▶ [WHAT YOU NEED TO DO]:
Format every line of the entries below as a JSON list of strings, one string per line, leaving out any blank lines.

▶ [INFORMATION SHOWN]:
▼▼▼
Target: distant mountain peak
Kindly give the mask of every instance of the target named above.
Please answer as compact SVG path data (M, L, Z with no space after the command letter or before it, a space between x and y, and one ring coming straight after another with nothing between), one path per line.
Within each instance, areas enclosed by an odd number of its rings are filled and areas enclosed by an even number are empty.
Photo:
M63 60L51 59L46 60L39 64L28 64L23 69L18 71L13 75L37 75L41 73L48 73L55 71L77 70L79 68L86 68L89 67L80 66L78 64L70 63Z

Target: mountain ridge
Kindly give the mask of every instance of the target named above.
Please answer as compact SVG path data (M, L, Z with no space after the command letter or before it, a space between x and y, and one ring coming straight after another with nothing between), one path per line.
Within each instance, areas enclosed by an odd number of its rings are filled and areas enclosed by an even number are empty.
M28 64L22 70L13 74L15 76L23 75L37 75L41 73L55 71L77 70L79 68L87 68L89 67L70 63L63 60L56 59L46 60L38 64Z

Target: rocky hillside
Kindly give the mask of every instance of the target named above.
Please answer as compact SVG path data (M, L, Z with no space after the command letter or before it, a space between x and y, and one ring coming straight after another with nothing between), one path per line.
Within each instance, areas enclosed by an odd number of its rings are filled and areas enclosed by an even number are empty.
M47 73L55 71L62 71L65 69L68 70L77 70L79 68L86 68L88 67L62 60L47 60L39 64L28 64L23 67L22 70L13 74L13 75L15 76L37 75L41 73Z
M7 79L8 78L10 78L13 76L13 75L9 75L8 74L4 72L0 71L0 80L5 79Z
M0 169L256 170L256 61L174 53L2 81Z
▲▲▲
▶ [CORRECT OUTPUT]:
[
  "Target: distant mountain peak",
  "Kindly give the mask of every instance of the target named above.",
  "Please answer as compact SVG path data (M, L, Z with no space after the command letter or before it, a space between x and y, and one ring coming straight after another with nothing between), one path per line.",
  "Within each instance, areas enclosed by an odd number of its rings are filled and areas enclosed by an even number are empty.",
  "Photo:",
  "M63 60L51 59L46 60L39 64L28 64L23 69L18 71L13 75L37 75L41 73L48 73L55 71L77 70L79 68L86 68L89 67L80 66L78 64L70 63Z",
  "Target: mountain ridge",
  "Kindly give the mask of every instance of the target named above.",
  "Please answer as compact SVG path data (M, L, Z with no space after the command letter or before it, a space between x and y, and one ring coming straight after another with nothing between), one path per line.",
  "Within each instance, areas enclosed by an odd number of its rings are filled and areas enclosed by an even number are empty.",
  "M28 64L22 70L13 74L15 76L23 75L37 75L41 73L55 71L77 70L79 68L87 68L89 67L70 63L63 60L56 59L46 60L38 64Z",
  "Target: rocky hillside",
  "Kindly give the mask of every instance of the target named above.",
  "Please answer as compact SVG path data (M, L, Z with no space after the command letter or before it, a space between x and y, and one ring coming straight after another with nothing between), one path per line.",
  "Within each instance, areas enclosed by an odd number of its rings are filled and areas enclosed by an even number are empty.",
  "M47 73L55 71L62 71L65 69L68 70L77 70L79 68L86 68L88 67L62 60L47 60L39 64L28 64L23 67L22 70L13 74L13 75L15 76L37 75L41 73Z",
  "M7 79L8 78L10 78L13 76L13 75L9 75L8 74L4 72L0 71L0 80L5 79Z",
  "M0 169L256 170L256 61L174 53L2 81Z"
]